Format each line of the material below as one string in a JSON list, leaving out any blank lines.
_ _ _ _ _ _ _
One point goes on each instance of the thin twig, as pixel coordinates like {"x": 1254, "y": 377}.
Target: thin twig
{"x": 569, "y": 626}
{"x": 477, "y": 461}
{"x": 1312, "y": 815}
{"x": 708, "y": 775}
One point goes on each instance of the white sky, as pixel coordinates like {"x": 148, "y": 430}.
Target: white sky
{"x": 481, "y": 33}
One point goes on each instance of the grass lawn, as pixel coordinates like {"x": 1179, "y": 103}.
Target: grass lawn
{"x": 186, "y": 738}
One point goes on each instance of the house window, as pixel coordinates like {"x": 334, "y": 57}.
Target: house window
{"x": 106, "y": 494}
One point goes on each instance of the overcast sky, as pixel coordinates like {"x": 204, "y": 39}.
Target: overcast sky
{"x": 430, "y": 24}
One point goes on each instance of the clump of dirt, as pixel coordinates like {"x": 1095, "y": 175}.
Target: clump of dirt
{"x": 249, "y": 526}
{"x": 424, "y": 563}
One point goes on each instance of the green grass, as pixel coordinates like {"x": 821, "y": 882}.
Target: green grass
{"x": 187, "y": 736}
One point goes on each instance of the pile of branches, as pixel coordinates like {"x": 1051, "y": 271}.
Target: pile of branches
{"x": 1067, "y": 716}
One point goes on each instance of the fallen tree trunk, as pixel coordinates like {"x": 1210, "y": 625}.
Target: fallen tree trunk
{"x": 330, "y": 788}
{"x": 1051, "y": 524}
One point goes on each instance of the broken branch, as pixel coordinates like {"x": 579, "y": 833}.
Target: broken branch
_ _ _ _ _ _ _
**EXERCISE RESULT**
[
  "One point goes on each instance of the thin twig, as pixel coordinates like {\"x\": 1254, \"y\": 377}.",
  "Target: thin twig",
  "{\"x\": 569, \"y\": 626}",
  "{\"x\": 477, \"y\": 461}",
  "{\"x\": 1312, \"y\": 815}",
  "{\"x\": 708, \"y\": 775}",
  "One point goes on each instance of the white sky, as pixel coordinates like {\"x\": 148, \"y\": 430}.",
  "Target: white sky",
  "{\"x\": 481, \"y\": 33}",
  "One point goes on each instance of the grass lawn, as pixel coordinates like {\"x\": 1179, \"y\": 103}.",
  "Target: grass lawn",
  "{\"x\": 186, \"y\": 738}",
  "One point goes on each instance of the house window, as pixel coordinates like {\"x\": 334, \"y\": 57}.",
  "Target: house window",
  "{\"x\": 106, \"y\": 494}",
  "One point goes on each instance of the overcast sky, as pixel coordinates like {\"x\": 204, \"y\": 39}.",
  "Target: overcast sky",
  "{\"x\": 430, \"y\": 24}",
  "One point goes on each instance of the clump of dirt, as pixel coordinates like {\"x\": 1095, \"y\": 175}.",
  "Target: clump of dirt",
  "{\"x\": 249, \"y\": 526}",
  "{\"x\": 424, \"y\": 563}",
  "One point goes on each instance of the green grass, as pixel coordinates like {\"x\": 821, \"y\": 882}.",
  "Target: green grass",
  "{\"x\": 187, \"y\": 736}",
  "One point goes on each instance of the pile of branches, as pixel coordinates like {\"x\": 1051, \"y\": 271}.",
  "Target: pile of branches",
  "{\"x\": 1067, \"y\": 716}",
  "One point goes on each instance of the fallen tree trunk, as pixel coordinates like {\"x\": 1210, \"y\": 625}.",
  "Target: fallen tree trunk",
  "{\"x\": 330, \"y\": 788}",
  "{\"x\": 1051, \"y\": 524}",
  "One point goes on each instance of the broken branch, as pixel coordinates like {\"x\": 579, \"y\": 833}.",
  "Target: broken branch"
]